> Requirement
Lay out the data below as a Markdown table with the columns Row and Line, giving each line its own numbered row and leaving out blank lines. Begin at the line that contains "Pick out each instance of the red sandstone" and stop after the line that contains "Pick out each instance of the green knit".

> Data for the task
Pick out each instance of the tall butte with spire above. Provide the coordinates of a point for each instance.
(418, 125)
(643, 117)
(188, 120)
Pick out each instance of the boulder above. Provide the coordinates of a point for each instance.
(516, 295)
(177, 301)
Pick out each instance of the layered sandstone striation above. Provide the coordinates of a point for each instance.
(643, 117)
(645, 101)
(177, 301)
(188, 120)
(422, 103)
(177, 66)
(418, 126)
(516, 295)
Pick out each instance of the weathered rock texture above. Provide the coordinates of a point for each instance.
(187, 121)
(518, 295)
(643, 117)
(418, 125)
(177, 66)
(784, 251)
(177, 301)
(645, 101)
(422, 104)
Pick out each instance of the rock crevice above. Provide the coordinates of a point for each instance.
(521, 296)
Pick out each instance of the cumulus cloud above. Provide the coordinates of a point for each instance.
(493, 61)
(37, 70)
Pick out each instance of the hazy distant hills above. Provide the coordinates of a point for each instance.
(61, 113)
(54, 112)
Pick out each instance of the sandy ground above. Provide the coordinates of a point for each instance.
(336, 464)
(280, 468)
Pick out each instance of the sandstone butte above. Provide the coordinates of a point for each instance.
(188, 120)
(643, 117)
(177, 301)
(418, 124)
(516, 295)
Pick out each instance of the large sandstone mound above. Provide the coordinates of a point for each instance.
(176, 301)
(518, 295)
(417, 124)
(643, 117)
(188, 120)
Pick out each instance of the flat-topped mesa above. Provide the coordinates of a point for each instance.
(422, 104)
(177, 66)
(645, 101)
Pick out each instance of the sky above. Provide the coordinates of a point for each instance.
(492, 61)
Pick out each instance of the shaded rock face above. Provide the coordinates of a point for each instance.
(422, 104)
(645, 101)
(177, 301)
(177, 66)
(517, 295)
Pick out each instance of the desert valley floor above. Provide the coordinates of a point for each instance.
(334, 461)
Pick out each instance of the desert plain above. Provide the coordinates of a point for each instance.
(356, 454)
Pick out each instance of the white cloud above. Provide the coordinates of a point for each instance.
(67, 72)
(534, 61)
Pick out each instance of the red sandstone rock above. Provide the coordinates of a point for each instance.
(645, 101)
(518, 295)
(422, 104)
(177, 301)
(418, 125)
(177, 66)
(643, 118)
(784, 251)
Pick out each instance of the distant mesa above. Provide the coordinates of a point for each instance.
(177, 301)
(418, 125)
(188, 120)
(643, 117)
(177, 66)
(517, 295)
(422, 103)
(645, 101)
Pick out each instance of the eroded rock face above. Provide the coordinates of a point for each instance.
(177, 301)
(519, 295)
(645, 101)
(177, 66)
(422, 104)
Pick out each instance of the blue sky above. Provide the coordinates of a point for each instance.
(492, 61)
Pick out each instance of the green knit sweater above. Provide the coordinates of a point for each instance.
--
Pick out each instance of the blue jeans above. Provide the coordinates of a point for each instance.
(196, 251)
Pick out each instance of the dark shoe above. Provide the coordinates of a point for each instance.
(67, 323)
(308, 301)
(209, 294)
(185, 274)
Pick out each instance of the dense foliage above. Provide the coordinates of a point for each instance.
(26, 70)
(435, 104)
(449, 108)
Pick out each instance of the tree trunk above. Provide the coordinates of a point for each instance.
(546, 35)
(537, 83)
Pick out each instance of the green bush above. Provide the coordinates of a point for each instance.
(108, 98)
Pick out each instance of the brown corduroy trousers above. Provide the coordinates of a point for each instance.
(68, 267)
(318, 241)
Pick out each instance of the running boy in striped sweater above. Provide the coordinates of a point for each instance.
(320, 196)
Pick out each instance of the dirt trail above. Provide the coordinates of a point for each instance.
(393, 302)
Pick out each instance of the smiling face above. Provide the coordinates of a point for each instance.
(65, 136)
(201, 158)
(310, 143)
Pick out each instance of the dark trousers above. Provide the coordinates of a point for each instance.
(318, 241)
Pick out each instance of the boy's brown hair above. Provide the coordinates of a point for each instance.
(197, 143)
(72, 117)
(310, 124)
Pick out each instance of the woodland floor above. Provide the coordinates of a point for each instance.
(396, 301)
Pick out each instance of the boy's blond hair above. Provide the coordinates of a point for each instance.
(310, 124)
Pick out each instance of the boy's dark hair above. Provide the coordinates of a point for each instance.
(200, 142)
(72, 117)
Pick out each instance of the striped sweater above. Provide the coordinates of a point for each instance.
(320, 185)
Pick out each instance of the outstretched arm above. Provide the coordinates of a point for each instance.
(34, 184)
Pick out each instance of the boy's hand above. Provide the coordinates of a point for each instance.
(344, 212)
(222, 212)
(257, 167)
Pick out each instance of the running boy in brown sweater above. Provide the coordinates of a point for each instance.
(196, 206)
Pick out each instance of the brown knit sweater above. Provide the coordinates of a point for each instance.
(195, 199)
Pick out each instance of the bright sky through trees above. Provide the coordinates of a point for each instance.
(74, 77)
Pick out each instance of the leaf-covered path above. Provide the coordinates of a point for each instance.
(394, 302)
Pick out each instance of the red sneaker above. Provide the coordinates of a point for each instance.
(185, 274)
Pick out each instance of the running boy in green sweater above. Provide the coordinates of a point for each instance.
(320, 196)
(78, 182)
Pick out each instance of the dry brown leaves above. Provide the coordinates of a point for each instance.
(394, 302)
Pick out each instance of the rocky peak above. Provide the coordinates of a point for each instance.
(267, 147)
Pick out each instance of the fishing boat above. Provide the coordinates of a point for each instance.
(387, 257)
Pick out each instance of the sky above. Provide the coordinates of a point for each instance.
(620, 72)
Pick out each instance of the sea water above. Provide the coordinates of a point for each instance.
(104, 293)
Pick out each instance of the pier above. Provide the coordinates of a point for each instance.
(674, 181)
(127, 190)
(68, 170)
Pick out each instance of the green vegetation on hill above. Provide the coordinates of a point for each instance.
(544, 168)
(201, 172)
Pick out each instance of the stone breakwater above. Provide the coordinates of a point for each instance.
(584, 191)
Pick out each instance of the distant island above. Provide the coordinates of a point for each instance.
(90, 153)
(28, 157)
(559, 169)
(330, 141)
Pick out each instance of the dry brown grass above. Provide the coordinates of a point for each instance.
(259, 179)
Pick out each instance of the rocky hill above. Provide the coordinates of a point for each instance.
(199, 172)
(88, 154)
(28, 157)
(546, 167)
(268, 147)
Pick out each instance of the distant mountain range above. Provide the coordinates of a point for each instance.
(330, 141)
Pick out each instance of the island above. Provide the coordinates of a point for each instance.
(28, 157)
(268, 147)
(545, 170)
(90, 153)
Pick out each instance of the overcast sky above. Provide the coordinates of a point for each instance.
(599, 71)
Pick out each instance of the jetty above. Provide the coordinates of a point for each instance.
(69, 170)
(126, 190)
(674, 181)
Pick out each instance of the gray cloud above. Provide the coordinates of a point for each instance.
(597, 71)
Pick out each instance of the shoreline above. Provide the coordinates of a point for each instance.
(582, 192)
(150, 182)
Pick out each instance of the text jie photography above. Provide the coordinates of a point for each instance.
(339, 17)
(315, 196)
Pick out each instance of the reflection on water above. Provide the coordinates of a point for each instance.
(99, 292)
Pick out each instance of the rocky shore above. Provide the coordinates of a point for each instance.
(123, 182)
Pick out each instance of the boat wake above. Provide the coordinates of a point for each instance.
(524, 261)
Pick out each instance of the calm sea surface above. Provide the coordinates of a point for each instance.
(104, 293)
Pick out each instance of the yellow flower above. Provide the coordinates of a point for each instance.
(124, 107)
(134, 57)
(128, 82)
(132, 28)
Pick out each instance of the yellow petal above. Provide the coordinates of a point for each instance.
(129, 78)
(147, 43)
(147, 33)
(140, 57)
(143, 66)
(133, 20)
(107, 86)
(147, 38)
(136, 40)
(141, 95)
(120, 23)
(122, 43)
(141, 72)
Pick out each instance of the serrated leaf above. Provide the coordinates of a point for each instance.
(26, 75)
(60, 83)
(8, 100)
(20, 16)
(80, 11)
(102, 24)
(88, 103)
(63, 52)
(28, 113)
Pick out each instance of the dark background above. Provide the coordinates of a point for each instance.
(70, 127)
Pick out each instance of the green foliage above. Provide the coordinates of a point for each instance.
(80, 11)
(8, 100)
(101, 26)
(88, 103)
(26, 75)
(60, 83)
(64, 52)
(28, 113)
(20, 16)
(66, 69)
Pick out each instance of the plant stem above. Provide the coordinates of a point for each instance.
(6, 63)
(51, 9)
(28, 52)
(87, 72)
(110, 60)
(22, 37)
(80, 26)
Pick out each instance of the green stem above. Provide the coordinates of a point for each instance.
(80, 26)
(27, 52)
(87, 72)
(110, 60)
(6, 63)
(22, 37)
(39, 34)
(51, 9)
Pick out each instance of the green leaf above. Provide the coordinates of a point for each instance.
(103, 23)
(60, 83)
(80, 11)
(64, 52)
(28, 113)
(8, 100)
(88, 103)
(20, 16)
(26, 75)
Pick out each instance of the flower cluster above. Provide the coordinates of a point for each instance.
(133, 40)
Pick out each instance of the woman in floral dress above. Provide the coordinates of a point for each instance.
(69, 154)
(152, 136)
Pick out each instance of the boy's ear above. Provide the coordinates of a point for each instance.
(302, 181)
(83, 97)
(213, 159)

> Exercise result
| Row | Line |
|---|---|
| 1 | Pick out each instance of the red sandstone rock above. Provide the coordinates of a point for each instance. |
| 2 | (645, 101) |
| 3 | (518, 295) |
| 4 | (422, 104) |
| 5 | (177, 301) |
| 6 | (418, 125) |
| 7 | (177, 66) |
| 8 | (643, 118) |
| 9 | (784, 251) |
| 10 | Pick out each instance of the distant mesa above. Provide the coordinates of a point for each instance. |
| 11 | (177, 301) |
| 12 | (418, 125) |
| 13 | (188, 120) |
| 14 | (643, 117) |
| 15 | (177, 66) |
| 16 | (517, 295) |
| 17 | (422, 103) |
| 18 | (645, 101) |
| 19 | Pick out each instance of the eroded rock face above. Provide the coordinates of a point for each instance. |
| 20 | (177, 301) |
| 21 | (519, 295) |
| 22 | (645, 101) |
| 23 | (177, 66) |
| 24 | (422, 104) |
| 25 | Pick out each instance of the blue sky above. Provide the coordinates of a point for each instance. |
| 26 | (492, 61) |
| 27 | Pick out each instance of the green knit sweater above. Provide the coordinates of a point for each instance. |